# [Task statement]
What did Dr. Nelson conclude about further individual counseling for the mother in the text about Alexis and her mother?

# [Text section]
-*-*-
Furthermore, mother was unwilling or unable to arrange daycare for Alexis. Consequently, in November 2009, mother had to delay re-entering her vocational program.
The report noted that a therapist with the University of California at Davis CAARE center*fn3 had expressed concerns regarding Alexis's language development, but mother appeared to be unconcerned about the issue.
The therapist also was concerned about mother's ability to integrate material from her parent-child interaction therapy into her daily life. The therapy's purpose was to improve the quality of the parent-child relationship and to change parent-child interaction patterns. The therapist noted that mother had a flat affect, no enthusiasm, and did not appear to retain information from week to week. She recommended a medication evaluation to treat her depression and attention deficit hyperactivity disorder. Due to lack of progress, mother was unable to move to a second phase of treatment.
In October 2009, psychologist Sidney Nelson, Ph.D., conducted a psychological evaluation of mother. Dr. Nelson asked mother to describe the behaviors on her part that the Department had considered to be neglectful. Mother said she did not know which behaviors had been considered neglectful and did not know why Alexis had been placed in protective custody; mother did not believe she had been neglectful; and her individual counseling had not been helpful. Mother reported that her transitional housing provided a great deal of assistance and she did not know whether she could care for Alexis without assistance.
Dr. Nelson determined that mother has "borderline intellectual functioning," her abstract reasoning and common sense reasoning are "very impaired," and her insight and judgment are "fair to poor." Dr. Nelson opined that mother's prognosis is "poor," and that her tendency "to act on impulse without considering the consequences of her actions . . . could place a young child in a dangerous situation." He concluded further individual counseling would be "of limited benefit."
As of December 2009, father had yet to visit Alexis.
In late March and early April 2010, mother left her housing facility and allowed Alexis to stay with an unapproved adult. Mother admitted that she had left Alexis with unapproved adults on at least two occasions.
Mother failed to complete a psychiatric medication assessment and failed to follow through on Alexis's speech and developmental therapy. Mother was terminated from her therapy program due to her cognitive delays, lack of motivation, and mental health issues, and was referred to a more intensive in-home parenting program.
During the intake appointment for in-home parenting, Alexis was observed grabbing steak knives off the kitchen counter and turning on the gas stove without mother's knowledge. In April 2010, mother missed a scheduled appointment with the in-home parenting therapist. The next week, the social worker visited mother's home and noted there was no fresh food or milk in the home.
-*-*-
# [Provided data]
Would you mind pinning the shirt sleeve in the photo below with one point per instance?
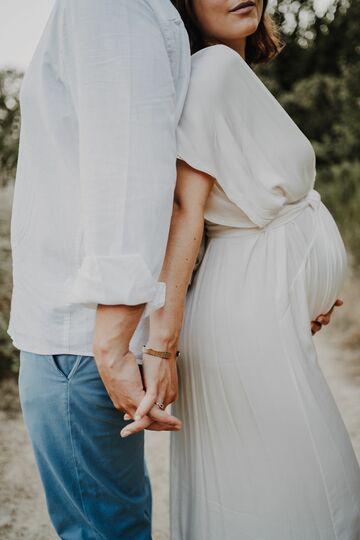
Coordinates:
(224, 131)
(124, 97)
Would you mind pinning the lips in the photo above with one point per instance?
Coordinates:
(243, 5)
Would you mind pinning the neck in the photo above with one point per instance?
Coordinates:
(238, 45)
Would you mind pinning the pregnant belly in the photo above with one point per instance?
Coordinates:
(326, 264)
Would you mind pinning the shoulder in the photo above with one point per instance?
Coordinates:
(218, 73)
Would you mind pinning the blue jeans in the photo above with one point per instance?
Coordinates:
(95, 482)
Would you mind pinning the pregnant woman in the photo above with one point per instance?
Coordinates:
(263, 453)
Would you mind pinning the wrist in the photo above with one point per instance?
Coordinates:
(163, 341)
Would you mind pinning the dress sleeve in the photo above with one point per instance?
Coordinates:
(224, 132)
(123, 93)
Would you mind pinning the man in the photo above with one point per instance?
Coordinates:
(100, 103)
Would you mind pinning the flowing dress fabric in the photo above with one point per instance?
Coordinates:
(263, 453)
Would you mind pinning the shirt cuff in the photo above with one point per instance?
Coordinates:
(114, 280)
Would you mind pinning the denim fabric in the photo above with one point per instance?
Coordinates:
(96, 483)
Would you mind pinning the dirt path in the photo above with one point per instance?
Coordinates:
(22, 507)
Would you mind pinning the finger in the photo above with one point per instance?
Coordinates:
(146, 404)
(325, 320)
(162, 416)
(135, 427)
(157, 426)
(315, 327)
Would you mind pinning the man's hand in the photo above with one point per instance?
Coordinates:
(118, 367)
(324, 319)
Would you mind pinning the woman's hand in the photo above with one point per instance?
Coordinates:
(324, 319)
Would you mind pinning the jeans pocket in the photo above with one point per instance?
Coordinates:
(65, 364)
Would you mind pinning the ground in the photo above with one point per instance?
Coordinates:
(22, 506)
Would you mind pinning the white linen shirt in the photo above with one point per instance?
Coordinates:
(100, 103)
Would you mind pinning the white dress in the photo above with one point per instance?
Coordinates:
(263, 453)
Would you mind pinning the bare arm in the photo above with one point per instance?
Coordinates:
(160, 376)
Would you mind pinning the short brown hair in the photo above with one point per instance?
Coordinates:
(261, 46)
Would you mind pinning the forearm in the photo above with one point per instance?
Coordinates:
(114, 328)
(185, 236)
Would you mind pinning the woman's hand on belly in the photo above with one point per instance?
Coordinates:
(321, 320)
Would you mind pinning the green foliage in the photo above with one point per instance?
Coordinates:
(9, 123)
(316, 79)
(339, 185)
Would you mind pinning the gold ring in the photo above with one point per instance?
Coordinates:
(160, 405)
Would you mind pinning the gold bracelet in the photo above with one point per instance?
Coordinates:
(161, 354)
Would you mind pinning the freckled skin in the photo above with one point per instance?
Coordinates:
(221, 26)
-*-*-
# [Reply]
He concluded it would be "of limited benefit."